● **SHORT TASK**: Reproduce the entries below word for word, starting at the line that contains "the white table" and ending at the final line of the entries, both included.

● **DATA ENTRIES**:
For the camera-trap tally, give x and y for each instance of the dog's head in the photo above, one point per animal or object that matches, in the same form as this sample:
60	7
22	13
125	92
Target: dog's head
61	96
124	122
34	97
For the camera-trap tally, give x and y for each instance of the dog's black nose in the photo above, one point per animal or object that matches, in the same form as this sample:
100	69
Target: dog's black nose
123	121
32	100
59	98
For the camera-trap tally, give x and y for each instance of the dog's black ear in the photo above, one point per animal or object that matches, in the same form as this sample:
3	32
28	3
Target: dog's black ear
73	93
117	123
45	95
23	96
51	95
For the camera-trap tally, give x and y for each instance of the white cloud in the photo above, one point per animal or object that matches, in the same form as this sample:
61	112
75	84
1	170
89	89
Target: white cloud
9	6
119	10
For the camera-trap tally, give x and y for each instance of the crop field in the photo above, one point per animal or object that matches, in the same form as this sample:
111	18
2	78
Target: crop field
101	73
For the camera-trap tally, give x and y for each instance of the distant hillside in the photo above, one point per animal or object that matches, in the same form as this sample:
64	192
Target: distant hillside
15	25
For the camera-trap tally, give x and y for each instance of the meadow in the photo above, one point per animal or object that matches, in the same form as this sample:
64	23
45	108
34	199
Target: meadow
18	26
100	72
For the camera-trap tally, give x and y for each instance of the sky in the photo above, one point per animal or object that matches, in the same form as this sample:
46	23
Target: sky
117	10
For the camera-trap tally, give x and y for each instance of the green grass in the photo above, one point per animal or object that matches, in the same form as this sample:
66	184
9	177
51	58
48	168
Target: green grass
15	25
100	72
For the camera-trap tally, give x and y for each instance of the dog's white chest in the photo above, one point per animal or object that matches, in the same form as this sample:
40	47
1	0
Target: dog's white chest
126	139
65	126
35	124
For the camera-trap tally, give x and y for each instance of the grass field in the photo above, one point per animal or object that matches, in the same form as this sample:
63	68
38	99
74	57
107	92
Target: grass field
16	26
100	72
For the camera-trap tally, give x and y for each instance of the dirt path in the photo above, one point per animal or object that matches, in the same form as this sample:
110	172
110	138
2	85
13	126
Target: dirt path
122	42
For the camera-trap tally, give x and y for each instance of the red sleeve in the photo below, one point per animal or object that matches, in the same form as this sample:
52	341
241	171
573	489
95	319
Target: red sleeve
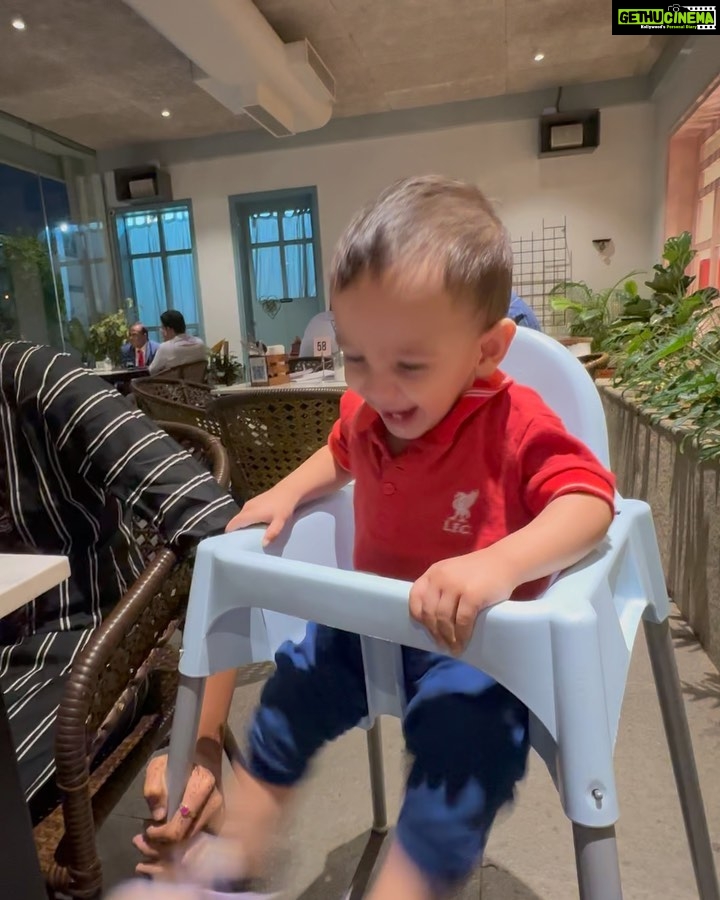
555	463
339	440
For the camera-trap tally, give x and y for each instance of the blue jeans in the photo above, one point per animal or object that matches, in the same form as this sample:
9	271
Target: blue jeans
467	734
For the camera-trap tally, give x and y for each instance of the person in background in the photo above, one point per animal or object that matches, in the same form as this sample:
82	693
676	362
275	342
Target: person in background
75	461
178	348
522	314
320	326
139	350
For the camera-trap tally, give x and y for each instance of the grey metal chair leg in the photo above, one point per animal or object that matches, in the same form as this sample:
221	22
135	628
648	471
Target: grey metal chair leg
597	863
183	738
377	778
667	683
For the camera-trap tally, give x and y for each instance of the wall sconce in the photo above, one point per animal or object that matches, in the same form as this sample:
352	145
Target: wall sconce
605	248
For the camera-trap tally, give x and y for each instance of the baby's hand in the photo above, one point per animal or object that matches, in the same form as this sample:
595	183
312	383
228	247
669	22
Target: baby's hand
274	507
449	596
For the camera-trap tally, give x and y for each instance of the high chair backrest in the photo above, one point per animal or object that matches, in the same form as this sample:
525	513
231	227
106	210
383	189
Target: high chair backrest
538	361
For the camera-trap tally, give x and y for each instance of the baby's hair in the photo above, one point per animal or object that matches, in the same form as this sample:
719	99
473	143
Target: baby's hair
437	221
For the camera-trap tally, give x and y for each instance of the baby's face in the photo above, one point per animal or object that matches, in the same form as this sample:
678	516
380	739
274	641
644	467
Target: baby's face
411	349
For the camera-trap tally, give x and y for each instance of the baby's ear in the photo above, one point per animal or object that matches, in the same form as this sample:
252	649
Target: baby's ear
494	344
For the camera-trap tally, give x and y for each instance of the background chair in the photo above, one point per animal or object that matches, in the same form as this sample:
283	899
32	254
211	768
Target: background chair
268	433
189	372
128	661
173	400
565	655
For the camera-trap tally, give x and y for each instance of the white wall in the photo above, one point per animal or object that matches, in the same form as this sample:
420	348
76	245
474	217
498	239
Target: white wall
607	193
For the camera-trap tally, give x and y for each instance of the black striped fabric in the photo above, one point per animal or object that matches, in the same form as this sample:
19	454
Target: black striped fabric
75	459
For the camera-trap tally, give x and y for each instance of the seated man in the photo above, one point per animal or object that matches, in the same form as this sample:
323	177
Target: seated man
75	459
139	350
178	348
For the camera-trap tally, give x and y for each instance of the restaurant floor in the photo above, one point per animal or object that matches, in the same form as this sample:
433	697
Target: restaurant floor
530	855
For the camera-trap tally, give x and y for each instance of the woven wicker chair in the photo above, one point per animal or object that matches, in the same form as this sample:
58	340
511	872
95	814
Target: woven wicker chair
173	400
126	654
189	372
269	433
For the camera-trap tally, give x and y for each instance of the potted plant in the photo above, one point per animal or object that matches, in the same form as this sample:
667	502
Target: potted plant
668	346
107	336
225	368
592	312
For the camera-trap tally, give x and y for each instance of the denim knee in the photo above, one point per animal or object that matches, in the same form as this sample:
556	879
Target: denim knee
469	752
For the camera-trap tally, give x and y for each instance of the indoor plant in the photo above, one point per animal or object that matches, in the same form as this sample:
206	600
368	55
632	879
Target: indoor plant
592	312
668	348
225	368
107	336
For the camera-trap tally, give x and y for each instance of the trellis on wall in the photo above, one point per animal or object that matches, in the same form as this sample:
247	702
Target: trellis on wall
541	261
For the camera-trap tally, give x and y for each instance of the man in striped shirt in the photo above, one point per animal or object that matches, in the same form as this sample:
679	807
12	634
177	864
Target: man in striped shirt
75	460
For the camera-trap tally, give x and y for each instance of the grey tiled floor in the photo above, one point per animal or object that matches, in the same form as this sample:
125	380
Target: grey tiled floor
530	855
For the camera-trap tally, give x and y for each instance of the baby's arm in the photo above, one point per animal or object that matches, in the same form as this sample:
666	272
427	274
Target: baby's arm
449	596
317	476
561	535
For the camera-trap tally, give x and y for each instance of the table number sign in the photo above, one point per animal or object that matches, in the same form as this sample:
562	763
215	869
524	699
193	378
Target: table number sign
322	346
258	370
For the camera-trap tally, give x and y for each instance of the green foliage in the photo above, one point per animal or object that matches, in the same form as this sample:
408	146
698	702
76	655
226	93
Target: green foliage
107	336
226	368
668	346
593	312
31	255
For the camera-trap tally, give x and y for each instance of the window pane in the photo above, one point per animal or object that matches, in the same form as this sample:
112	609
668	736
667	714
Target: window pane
150	299
263	228
268	273
181	274
176	229
310	263
299	271
297	224
142	232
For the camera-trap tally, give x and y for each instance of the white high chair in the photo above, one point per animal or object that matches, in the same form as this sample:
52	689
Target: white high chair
565	655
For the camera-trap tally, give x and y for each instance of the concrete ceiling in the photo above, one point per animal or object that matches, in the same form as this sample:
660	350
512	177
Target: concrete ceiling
94	72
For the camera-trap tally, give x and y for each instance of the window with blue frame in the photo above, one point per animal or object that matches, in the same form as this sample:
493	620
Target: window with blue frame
279	249
157	262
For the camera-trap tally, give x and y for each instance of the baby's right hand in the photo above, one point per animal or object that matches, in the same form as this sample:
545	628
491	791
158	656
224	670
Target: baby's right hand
274	507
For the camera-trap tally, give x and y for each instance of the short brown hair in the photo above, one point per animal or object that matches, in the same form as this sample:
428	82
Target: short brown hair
437	220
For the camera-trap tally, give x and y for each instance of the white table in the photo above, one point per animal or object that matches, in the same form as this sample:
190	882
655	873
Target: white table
302	380
22	578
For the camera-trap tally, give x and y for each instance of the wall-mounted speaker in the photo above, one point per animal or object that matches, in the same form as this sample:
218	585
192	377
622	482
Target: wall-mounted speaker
569	132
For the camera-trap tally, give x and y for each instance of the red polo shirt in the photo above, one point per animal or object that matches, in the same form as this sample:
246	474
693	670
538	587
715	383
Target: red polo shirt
485	471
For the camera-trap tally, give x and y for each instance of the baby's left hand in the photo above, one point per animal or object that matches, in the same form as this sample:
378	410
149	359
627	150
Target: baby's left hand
449	596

● **RESULT**:
For the camera-trap tally, give x and y for each instance of the white table in the photo above, one point per animal or object that matches, in the same form as this sample:
190	882
655	873
Target: white table
302	380
22	578
For the camera-trap tally, give x and y for each instance of the wall-mounted speaker in the photo above, one point per animal or object that matches, in the same form as this sample:
218	585
192	377
622	482
Target: wall-mounted speaker
569	132
For the camera-trap tally, give x and y for each instance of the red polo shirt in the photo above, one point per animal or object that matches, in the same form as this sample:
246	474
693	670
538	587
715	383
Target: red polo shirt
485	471
For the camera-trap tally, give x and y for each instance of the baby's left hand in the photo above, one point per animal or object that matches, in the same form as this sample:
378	410
149	359
627	150
Target: baby's left hand
449	596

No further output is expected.